» PROBLEM SET:
1 – Write out the passage of the review below, beginning with "Mickey Haller is" and continuing through "today, Michael Connelly.".
2 – Answer these questions from the review below:
(a) According to the review, why is Mickey Haller called the Lincoln Lawyer?
(b) What did one person observed by Haller's team have on his bumper?
(c) How is Harry Bosch related to Haller?
3 – Translate this sentence from the review below into French: "It takes a clever writer like Connelly to discuss court proceedings or strategies without miring the reader in boring minutia."

» EXCERPT TO READ:
§
Mickey Haller is the Lincoln Lawyer, so called because his office is in the back of a chauffeur-driven car rather than a brick and mortar building. He is also the subject of several books by one of the greatest crime writers today, Michael Connelly.
Within a page or two, Haller is picked up by a police patrol car on the flimsy excuse of a missing licence plate. But when the cop asks to see what is in the boot, you just know Haller is being set up.
Cut to his arrest and incarceration for murder and we know we are in for the long haul of an innocent victim having to conduct his defence whilst in the holding cells. We’re led to believe that this will be a claustrophobic read and a drawn-out courtroom drama. And, to an extent it is. But then Haller has friends on the outside who do much of the legwork, and this is where Connelly’s writing shines.
It takes a clever writer like Connelly to discuss court proceedings or strategies without miring the reader in boring minutia. Connelly achieves this by turning the story into a game of chess. Even the art of jury selection comes under the scrupulous eye of a masterful storyteller. His behind-the-scenes team spends time observing the people most likely to be anti-Haller. These include someone with a Trump sticker on his bumper. In a sleight of hand, Trump’s appalling presidential record is woven in as well as the COVID-19 scare, which was just coming to the fore as the book was being written.
Being a first-person narrative though excludes other perspectives – what is the prosecution thinking, and who, if anyone, committed the crime in the first place? Given that Harry Bosch (half-brother to Haller) has been the central character in a couple of dozen Connelly books, Bosch seems underwritten here.
Still, at the end of the day, there are few better writers around who consistently produce stories as good as this.
§
(Dataset entries)
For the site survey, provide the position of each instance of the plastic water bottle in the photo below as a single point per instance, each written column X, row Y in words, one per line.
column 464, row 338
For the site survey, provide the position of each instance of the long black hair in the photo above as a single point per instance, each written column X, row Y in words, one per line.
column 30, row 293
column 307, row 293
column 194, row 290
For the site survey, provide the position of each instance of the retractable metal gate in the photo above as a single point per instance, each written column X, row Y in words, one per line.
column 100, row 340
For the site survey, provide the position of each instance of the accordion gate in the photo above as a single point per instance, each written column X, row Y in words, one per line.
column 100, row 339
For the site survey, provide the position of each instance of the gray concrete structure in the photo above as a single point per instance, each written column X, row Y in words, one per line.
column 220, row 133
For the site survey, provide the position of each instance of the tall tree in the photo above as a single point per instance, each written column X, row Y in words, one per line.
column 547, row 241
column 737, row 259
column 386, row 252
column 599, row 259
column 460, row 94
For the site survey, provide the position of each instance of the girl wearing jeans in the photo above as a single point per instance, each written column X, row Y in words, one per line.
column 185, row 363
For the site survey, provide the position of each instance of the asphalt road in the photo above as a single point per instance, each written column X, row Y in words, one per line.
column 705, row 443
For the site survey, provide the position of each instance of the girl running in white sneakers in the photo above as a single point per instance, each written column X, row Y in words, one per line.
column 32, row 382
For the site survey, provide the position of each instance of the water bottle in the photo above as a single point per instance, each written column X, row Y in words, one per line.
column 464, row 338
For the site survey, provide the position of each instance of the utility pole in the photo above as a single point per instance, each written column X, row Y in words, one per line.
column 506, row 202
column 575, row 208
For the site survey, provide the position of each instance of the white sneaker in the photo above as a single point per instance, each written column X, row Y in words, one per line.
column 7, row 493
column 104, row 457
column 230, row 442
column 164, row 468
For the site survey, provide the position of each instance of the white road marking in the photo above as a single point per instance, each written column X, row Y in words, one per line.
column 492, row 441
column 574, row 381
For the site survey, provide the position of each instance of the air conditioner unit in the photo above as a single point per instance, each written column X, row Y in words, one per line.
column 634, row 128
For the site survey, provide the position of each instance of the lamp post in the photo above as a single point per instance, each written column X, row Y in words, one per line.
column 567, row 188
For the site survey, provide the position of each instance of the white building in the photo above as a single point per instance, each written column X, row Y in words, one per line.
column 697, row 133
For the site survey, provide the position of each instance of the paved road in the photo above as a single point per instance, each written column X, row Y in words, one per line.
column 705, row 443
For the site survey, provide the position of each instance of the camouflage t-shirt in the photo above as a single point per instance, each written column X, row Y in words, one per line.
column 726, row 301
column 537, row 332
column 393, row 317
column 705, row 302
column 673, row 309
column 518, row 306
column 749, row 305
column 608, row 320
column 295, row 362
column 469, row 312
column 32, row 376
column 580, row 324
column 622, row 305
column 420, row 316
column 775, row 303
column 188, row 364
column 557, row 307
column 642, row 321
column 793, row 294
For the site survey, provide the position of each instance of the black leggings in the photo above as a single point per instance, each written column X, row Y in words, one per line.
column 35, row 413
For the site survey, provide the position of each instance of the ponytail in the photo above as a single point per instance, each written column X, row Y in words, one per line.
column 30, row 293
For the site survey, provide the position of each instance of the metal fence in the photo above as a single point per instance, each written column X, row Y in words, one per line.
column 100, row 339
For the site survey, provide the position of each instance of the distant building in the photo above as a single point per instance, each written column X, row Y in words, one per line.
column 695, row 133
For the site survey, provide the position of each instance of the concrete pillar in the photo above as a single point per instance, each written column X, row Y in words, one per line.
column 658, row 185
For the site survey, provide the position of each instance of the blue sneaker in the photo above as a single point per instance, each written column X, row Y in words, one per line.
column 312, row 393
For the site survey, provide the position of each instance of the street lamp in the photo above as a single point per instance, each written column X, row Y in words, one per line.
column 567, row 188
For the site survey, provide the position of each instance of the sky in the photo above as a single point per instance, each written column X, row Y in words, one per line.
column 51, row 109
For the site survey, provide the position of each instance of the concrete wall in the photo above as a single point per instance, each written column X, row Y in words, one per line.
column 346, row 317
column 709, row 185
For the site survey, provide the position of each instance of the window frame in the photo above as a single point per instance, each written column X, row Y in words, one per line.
§
» ANSWERS TO THE EXERCISE:
1 –
Mickey Haller is the Lincoln Lawyer, so called because his office is in the back of a chauffeur-driven car rather than a brick and mortar building. He is also the subject of several books by one of the greatest crime writers today, Michael Connelly.

2 –
(a) His office is in the back of a chauffeur-driven car rather than a brick and mortar building.
(b) A Trump sticker.
(c) He is Haller's half-brother.

3 – Il faut un écrivain habile comme Connelly pour aborder les procédures judiciaires ou les stratégies sans enliser le lecteur dans des détails ennuyeux.